Data to use:

---

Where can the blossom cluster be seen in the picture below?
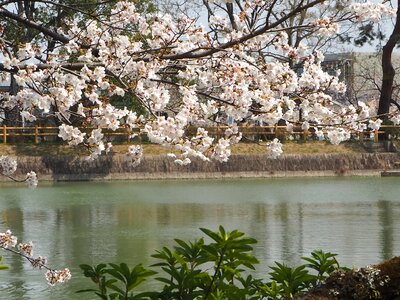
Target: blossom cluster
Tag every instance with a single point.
(9, 242)
(182, 75)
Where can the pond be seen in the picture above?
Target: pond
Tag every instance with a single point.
(93, 222)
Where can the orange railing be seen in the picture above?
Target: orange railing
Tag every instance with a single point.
(41, 132)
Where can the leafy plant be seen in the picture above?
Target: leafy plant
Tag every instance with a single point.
(323, 262)
(120, 279)
(186, 266)
(210, 268)
(291, 280)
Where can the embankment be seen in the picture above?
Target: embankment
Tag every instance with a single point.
(160, 167)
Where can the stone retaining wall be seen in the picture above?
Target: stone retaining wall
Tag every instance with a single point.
(114, 167)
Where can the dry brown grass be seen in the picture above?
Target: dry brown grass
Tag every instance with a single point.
(310, 147)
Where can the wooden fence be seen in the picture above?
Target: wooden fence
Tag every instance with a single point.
(40, 134)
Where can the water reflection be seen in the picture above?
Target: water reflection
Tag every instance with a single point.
(112, 222)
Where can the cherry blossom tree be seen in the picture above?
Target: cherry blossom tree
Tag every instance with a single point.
(183, 74)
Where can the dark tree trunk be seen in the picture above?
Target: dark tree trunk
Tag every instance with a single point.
(388, 71)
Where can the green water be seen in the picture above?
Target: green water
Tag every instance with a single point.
(74, 223)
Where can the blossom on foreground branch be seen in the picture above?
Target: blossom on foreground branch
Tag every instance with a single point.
(177, 74)
(8, 166)
(9, 242)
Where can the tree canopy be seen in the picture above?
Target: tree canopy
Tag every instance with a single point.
(70, 59)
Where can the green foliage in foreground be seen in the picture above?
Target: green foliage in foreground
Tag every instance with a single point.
(210, 270)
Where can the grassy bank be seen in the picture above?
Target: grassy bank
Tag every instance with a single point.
(310, 147)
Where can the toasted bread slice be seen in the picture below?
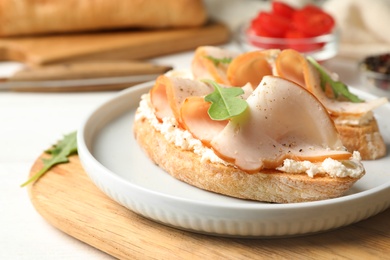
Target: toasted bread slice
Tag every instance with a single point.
(363, 138)
(266, 186)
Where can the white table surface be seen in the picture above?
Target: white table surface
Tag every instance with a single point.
(32, 122)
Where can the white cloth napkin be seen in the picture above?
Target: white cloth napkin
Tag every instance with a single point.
(364, 26)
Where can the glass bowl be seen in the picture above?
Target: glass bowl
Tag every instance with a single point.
(375, 71)
(321, 48)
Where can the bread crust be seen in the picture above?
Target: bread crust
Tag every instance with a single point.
(31, 17)
(266, 186)
(363, 138)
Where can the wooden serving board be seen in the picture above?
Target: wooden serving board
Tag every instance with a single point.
(121, 44)
(68, 200)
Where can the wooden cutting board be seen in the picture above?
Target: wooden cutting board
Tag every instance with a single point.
(131, 44)
(68, 200)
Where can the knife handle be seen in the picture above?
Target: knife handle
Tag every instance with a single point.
(86, 70)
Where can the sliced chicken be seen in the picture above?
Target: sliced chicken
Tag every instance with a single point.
(251, 67)
(195, 119)
(292, 65)
(211, 62)
(283, 121)
(169, 93)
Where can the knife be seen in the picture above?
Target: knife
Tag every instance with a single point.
(82, 76)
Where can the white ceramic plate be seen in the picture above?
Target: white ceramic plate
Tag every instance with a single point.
(116, 164)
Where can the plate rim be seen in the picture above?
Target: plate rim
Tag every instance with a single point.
(86, 157)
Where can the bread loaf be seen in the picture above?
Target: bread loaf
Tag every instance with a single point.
(31, 17)
(269, 185)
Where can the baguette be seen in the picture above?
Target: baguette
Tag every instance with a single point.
(355, 122)
(262, 155)
(364, 138)
(32, 17)
(267, 186)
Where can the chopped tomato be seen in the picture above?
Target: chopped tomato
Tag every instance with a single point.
(294, 35)
(273, 24)
(285, 21)
(312, 21)
(282, 9)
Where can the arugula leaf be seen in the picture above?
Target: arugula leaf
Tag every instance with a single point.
(224, 102)
(60, 153)
(339, 88)
(217, 61)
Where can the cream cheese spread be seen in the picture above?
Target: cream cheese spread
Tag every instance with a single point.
(184, 139)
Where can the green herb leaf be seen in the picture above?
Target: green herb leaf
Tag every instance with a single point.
(60, 153)
(225, 102)
(339, 88)
(217, 61)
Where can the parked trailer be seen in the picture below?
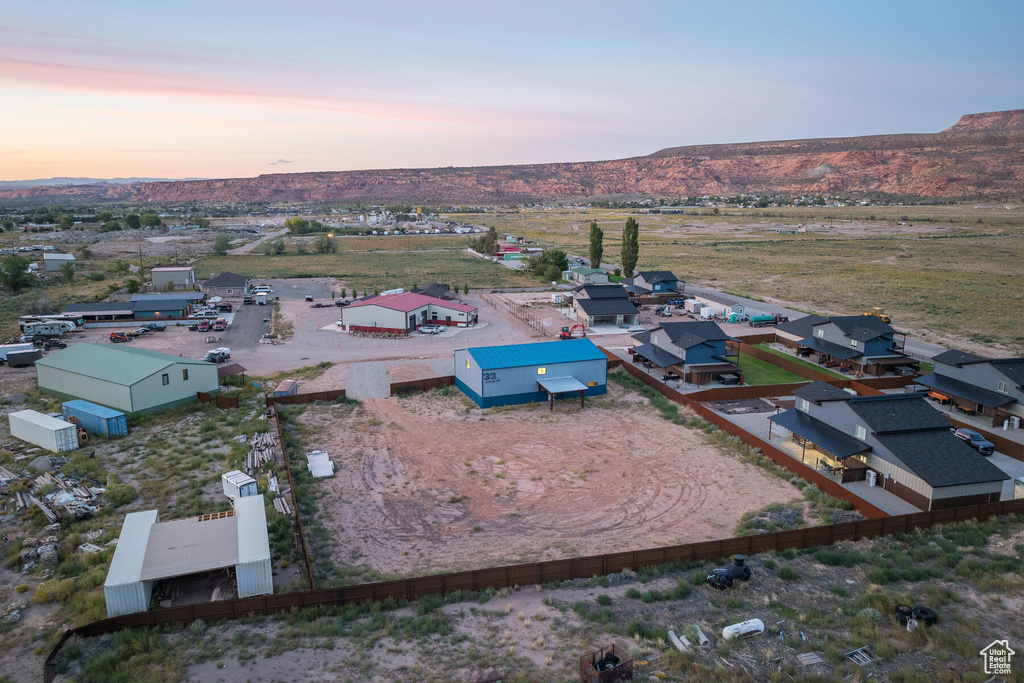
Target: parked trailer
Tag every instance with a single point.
(13, 348)
(50, 433)
(95, 419)
(24, 358)
(765, 319)
(238, 484)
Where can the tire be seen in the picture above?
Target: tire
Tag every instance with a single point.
(926, 615)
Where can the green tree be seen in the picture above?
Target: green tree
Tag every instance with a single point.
(596, 245)
(631, 247)
(14, 273)
(325, 245)
(220, 245)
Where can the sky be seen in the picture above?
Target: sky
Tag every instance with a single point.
(230, 88)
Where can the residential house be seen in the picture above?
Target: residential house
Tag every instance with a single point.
(176, 278)
(226, 285)
(53, 262)
(589, 275)
(654, 283)
(898, 441)
(862, 344)
(696, 350)
(604, 304)
(992, 387)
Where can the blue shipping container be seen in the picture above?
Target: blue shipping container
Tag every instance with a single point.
(95, 419)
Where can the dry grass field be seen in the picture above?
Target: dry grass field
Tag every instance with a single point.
(950, 274)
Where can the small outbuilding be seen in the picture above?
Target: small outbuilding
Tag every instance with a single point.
(132, 380)
(530, 373)
(150, 551)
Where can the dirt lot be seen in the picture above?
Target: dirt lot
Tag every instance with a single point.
(425, 483)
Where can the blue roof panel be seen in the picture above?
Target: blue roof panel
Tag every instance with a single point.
(541, 353)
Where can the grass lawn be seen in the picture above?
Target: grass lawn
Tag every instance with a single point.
(813, 366)
(757, 372)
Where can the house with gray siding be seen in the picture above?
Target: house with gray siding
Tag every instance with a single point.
(901, 438)
(696, 350)
(969, 383)
(530, 373)
(862, 344)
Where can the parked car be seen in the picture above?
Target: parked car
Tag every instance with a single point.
(975, 440)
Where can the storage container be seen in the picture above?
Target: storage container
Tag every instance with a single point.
(95, 419)
(50, 433)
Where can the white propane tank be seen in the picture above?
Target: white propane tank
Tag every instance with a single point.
(751, 627)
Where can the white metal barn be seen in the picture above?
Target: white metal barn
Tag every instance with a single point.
(148, 551)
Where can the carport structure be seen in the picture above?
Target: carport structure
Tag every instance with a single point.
(557, 385)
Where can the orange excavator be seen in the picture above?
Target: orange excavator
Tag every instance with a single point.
(569, 333)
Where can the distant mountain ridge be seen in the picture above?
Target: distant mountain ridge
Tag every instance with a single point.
(50, 182)
(981, 156)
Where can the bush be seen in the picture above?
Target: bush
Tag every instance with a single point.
(871, 616)
(788, 573)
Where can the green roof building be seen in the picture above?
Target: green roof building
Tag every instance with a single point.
(132, 380)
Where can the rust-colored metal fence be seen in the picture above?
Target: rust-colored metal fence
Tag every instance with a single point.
(302, 398)
(398, 388)
(538, 572)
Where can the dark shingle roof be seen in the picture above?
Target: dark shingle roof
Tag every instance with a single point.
(1012, 368)
(818, 391)
(940, 459)
(687, 335)
(602, 292)
(802, 326)
(226, 280)
(953, 357)
(607, 306)
(898, 413)
(861, 328)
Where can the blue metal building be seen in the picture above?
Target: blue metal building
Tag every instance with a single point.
(528, 373)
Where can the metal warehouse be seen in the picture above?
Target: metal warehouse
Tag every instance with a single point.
(527, 373)
(132, 380)
(403, 312)
(150, 551)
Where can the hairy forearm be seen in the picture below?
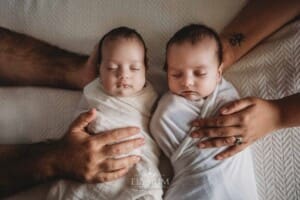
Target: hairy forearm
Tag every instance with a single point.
(23, 166)
(257, 20)
(289, 111)
(27, 61)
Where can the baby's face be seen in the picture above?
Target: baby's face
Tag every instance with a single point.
(193, 69)
(122, 69)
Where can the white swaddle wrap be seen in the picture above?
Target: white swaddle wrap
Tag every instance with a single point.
(197, 175)
(143, 180)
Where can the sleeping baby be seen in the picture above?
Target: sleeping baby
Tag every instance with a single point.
(122, 98)
(197, 90)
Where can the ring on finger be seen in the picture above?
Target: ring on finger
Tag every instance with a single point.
(238, 140)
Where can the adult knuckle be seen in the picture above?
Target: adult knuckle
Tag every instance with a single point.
(104, 178)
(115, 150)
(229, 140)
(91, 145)
(220, 122)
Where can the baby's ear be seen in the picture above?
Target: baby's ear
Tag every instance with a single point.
(220, 71)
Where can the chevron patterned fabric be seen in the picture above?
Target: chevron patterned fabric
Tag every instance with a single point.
(271, 71)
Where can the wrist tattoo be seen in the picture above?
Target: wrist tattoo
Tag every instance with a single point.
(236, 39)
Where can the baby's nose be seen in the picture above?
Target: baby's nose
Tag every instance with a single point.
(187, 82)
(123, 74)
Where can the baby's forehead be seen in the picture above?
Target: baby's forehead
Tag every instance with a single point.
(205, 41)
(120, 40)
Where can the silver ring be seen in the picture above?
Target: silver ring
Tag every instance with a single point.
(238, 140)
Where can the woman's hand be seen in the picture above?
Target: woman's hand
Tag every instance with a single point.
(249, 118)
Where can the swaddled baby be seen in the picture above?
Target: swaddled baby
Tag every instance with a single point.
(197, 89)
(122, 98)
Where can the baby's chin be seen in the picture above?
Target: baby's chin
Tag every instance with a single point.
(122, 93)
(191, 96)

---

How to complete this task: The reply should hold only the lines of the listing above starting at the line containing "Where can the baby's nose" and ending at the line containing "Target: swaddled baby", exactly as written.

Finished exercise:
Where can the baby's nose be seen in the picture above?
Target: baby's nose
Tag every instance with a single point.
(187, 82)
(123, 74)
Where can the baby's forehead be seen in the picture above?
Target: baby's forehead
Tag every instance with a single point.
(205, 41)
(120, 40)
Where can the silver ring be seen in the picture above?
Target: silver ring
Tag every instance with a single point.
(238, 140)
Where can the woman's hand be seen in the picture above?
Target: woman's hand
Tag every instance with a single point.
(249, 118)
Where can the swaddled baby be seen in the picture above?
Target: swaddled baby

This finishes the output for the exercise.